→ ENTRIES PROVIDED:
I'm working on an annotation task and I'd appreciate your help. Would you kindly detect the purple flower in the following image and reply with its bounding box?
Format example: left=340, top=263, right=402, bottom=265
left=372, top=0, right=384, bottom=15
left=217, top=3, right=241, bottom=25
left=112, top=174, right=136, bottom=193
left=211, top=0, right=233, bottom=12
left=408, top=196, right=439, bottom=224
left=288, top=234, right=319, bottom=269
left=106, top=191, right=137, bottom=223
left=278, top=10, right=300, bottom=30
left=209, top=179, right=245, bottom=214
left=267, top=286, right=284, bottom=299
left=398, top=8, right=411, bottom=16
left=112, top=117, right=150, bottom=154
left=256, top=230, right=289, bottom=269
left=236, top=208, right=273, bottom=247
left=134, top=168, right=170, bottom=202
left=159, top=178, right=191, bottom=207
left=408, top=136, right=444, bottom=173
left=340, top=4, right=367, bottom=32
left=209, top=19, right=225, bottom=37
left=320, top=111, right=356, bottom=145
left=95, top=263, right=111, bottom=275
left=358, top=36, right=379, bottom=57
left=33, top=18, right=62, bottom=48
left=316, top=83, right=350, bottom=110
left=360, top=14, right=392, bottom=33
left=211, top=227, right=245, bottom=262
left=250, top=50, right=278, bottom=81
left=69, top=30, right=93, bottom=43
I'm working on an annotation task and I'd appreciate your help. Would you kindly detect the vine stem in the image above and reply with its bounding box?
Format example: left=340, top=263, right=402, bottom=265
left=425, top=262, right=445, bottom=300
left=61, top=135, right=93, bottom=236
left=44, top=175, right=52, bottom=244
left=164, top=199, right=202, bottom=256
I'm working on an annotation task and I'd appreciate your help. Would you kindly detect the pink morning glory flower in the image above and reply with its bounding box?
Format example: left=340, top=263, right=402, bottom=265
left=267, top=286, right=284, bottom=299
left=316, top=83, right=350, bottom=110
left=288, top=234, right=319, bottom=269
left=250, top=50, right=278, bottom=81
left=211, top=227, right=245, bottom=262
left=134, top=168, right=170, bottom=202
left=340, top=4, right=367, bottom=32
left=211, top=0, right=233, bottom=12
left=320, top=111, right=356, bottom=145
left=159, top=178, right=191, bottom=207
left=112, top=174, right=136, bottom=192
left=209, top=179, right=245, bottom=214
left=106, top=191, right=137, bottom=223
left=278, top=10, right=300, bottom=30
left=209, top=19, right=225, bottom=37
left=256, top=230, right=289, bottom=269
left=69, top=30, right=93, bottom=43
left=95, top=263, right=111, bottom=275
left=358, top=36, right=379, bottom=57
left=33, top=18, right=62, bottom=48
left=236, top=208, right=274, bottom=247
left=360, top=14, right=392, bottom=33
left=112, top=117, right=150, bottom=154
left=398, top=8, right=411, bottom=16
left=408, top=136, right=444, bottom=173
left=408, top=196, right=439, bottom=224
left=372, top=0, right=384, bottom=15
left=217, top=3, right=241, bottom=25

→ WHAT IS EXPECTED: Every line above needs to be retyped exactly.

→ SOLUTION BELOW:
I'm working on an annotation task and I'd appreciate your help. Would you kindly detect the purple flower in the following image and reply with its bounding box?
Format example: left=340, top=263, right=402, bottom=265
left=372, top=0, right=384, bottom=15
left=217, top=3, right=241, bottom=25
left=112, top=174, right=136, bottom=193
left=211, top=0, right=233, bottom=12
left=408, top=196, right=439, bottom=224
left=288, top=234, right=319, bottom=269
left=106, top=191, right=137, bottom=223
left=278, top=10, right=300, bottom=30
left=209, top=179, right=245, bottom=214
left=267, top=286, right=284, bottom=299
left=398, top=8, right=411, bottom=16
left=112, top=117, right=150, bottom=154
left=256, top=230, right=289, bottom=269
left=236, top=208, right=273, bottom=247
left=134, top=168, right=170, bottom=202
left=159, top=178, right=191, bottom=207
left=408, top=136, right=444, bottom=173
left=340, top=4, right=367, bottom=32
left=209, top=19, right=225, bottom=37
left=320, top=111, right=356, bottom=145
left=95, top=263, right=111, bottom=275
left=358, top=36, right=379, bottom=57
left=33, top=18, right=62, bottom=48
left=316, top=83, right=350, bottom=110
left=360, top=14, right=392, bottom=33
left=211, top=227, right=245, bottom=262
left=250, top=50, right=278, bottom=81
left=69, top=30, right=93, bottom=43
I'm working on an annotation task and I'd appreciate your help. Would you kindly detect the vine stem in the image above and reply with its bounding box?
Format example: left=340, top=263, right=402, bottom=265
left=425, top=262, right=445, bottom=300
left=61, top=135, right=93, bottom=236
left=44, top=175, right=52, bottom=244
left=164, top=199, right=202, bottom=256
I'm working on an annotation task and I'd appreciate your help. Would you kindly detect the pink morning glory flower in the image above and reply with its bounding box?
Format example: left=340, top=263, right=402, bottom=265
left=267, top=286, right=284, bottom=299
left=316, top=83, right=350, bottom=110
left=288, top=234, right=319, bottom=269
left=250, top=50, right=278, bottom=81
left=211, top=227, right=245, bottom=262
left=134, top=168, right=170, bottom=202
left=340, top=4, right=367, bottom=32
left=211, top=0, right=233, bottom=12
left=320, top=111, right=356, bottom=145
left=159, top=178, right=191, bottom=207
left=112, top=174, right=136, bottom=192
left=209, top=179, right=245, bottom=214
left=106, top=191, right=137, bottom=223
left=278, top=10, right=300, bottom=30
left=209, top=19, right=225, bottom=37
left=256, top=230, right=289, bottom=269
left=69, top=30, right=93, bottom=43
left=95, top=263, right=111, bottom=275
left=358, top=36, right=379, bottom=57
left=33, top=18, right=62, bottom=48
left=236, top=208, right=274, bottom=247
left=360, top=14, right=392, bottom=33
left=112, top=117, right=150, bottom=154
left=398, top=8, right=411, bottom=16
left=408, top=136, right=444, bottom=173
left=408, top=196, right=439, bottom=224
left=372, top=0, right=384, bottom=15
left=217, top=3, right=241, bottom=25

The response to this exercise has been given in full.